#### Extrait source
Une vie qui tangue entre vrai don et esbroufe, l'épopée humaine de forçats de l'espoir

"Guérisseur", Le Lucernaire, Paris

Il a un don, Frank Hardy. Il impose ses mains et le souffreteux ne ressent plus la douleur, le boiteux danse, l'aveugle voit. Il parcourt les villages du pays de Galles et de l’Écosse pour semer ses guérisons miraculeuses comme un pèlerin. Et ceux qui espèrent viennent à lui quand il passe à travers leur campagne.



© Karine Letellier.
© Karine Letellier.
Sauf que Frank est accompagné d'un impresario et d'une femme dévouée et que ses apparitions sont annoncées par un calicot en forme de réclame : "Fantastique… Guérisseur… Ce soir seulement !…" comme n'importe quel marchand d'illusions.

Le texte de Brian Friel, qui est un grand auteur irlandais de l'infini humain, tente d'éclairer la brèche qui sépare (ou relie suivant les points de vue) la foi et le charlatanisme. Les personnages de sa pièce, trois marginaux de la société anglo-saxonne, des exilés, des nomades en mal de représentations, traversent le monde rural du siècle dernier pour en extraire l'ignorance, les superstitions et finalement la violence cachée. Pourtant, rien dans ce qui est raconté sur scène ne parle de ça. Et tout ce qui est vécu ne parle que de cela.
########
#### Entrées fournies
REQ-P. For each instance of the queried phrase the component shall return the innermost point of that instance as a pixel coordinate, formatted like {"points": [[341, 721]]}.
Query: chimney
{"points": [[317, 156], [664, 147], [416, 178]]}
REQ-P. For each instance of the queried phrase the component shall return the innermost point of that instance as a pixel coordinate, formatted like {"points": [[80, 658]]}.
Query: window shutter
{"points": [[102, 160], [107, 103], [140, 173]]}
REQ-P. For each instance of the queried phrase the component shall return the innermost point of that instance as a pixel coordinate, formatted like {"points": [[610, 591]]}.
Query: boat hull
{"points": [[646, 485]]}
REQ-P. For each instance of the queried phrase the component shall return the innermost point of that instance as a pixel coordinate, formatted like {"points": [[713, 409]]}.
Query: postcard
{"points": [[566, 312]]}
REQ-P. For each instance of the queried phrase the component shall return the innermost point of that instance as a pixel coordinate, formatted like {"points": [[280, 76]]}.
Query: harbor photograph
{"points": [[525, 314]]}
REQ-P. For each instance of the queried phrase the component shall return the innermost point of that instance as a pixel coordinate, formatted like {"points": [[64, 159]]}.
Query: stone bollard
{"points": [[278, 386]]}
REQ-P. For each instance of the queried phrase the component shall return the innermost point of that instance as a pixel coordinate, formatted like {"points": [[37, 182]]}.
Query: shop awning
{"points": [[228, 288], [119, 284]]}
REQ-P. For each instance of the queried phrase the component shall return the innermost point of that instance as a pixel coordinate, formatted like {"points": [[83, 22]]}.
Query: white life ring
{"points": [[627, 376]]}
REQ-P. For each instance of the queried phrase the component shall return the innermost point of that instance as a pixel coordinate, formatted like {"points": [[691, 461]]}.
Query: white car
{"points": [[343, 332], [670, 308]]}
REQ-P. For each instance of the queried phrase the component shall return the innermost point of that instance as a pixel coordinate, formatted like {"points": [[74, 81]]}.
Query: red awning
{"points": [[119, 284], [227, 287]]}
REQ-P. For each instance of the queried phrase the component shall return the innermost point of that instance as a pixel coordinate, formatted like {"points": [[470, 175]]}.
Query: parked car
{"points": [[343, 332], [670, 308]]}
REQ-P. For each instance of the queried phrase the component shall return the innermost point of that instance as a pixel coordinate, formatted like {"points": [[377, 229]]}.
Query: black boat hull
########
§ **Consignes de travail**
[1] Extrayez de l'extrait sur « Guérisseur » le passage qui va de « Le texte de » jusqu'à « que de cela. ».
[2] Selon l'extrait sur « Guérisseur », dans quels pays Frank Hardy parcourt-il les villages ?
[3] Rédigez la suite de l'extrait sur « Guérisseur » à partir de sa dernière phrase.
Les entrées n'ont aucun rapport avec l'extrait sur « Guérisseur ».

§ **Réponses par consigne**
[1]
Le texte de Brian Friel, qui est un grand auteur irlandais de l'infini humain, tente d'éclairer la brèche qui sépare (ou relie suivant les points de vue) la foi et le charlatanisme. Les personnages de sa pièce, trois marginaux de la société anglo-saxonne, des exilés, des nomades en mal de représentations, traversent le monde rural du siècle dernier pour en extraire l'ignorance, les superstitions et finalement la violence cachée. Pourtant, rien dans ce qui est raconté sur scène ne parle de ça. Et tout ce qui est vécu ne parle que de cela.

[2] Au pays de Galles et en Écosse.

[3]
Il y a la désillusion de la maigre réalité de l'existence, des réalités de ce monde, et il y a l'extraordinaire folie des hommes qui face à cette impasse créent des espoirs les plus improbables. Et c'est toute cette beauté, aussi pathétique que vitale, que cette histoire met au premier plan. En mettant face à face, une société grégaire, abrupte, à la fois fière et pauvre, face à un porteur d'espoir et d'illusion : le guérisseur.

"Guérisseur"

© Karine Letellier.
© Karine Letellier.
Texte : Brian Friel.
Texte français : Alain Delahaye.
Mis en scène : Benoît Lavigne.
Avec : Xavier Gallais ou Thomas Durand, Bérangère Gallot et Hervé Jouval.
Collaboration Artistique : Sophie Mayer.
Décor Et Costumes : Tim Northam.
Musiques : Michel Winogradoff.
Lumières : Denis Koransky.
Durée : 1 h 25.

Du 31 janvier au 14 avril 2018
Du mardi au samedi à 19 h.
Le Lucernaire, Paris 6e, 01 45 44 57 34.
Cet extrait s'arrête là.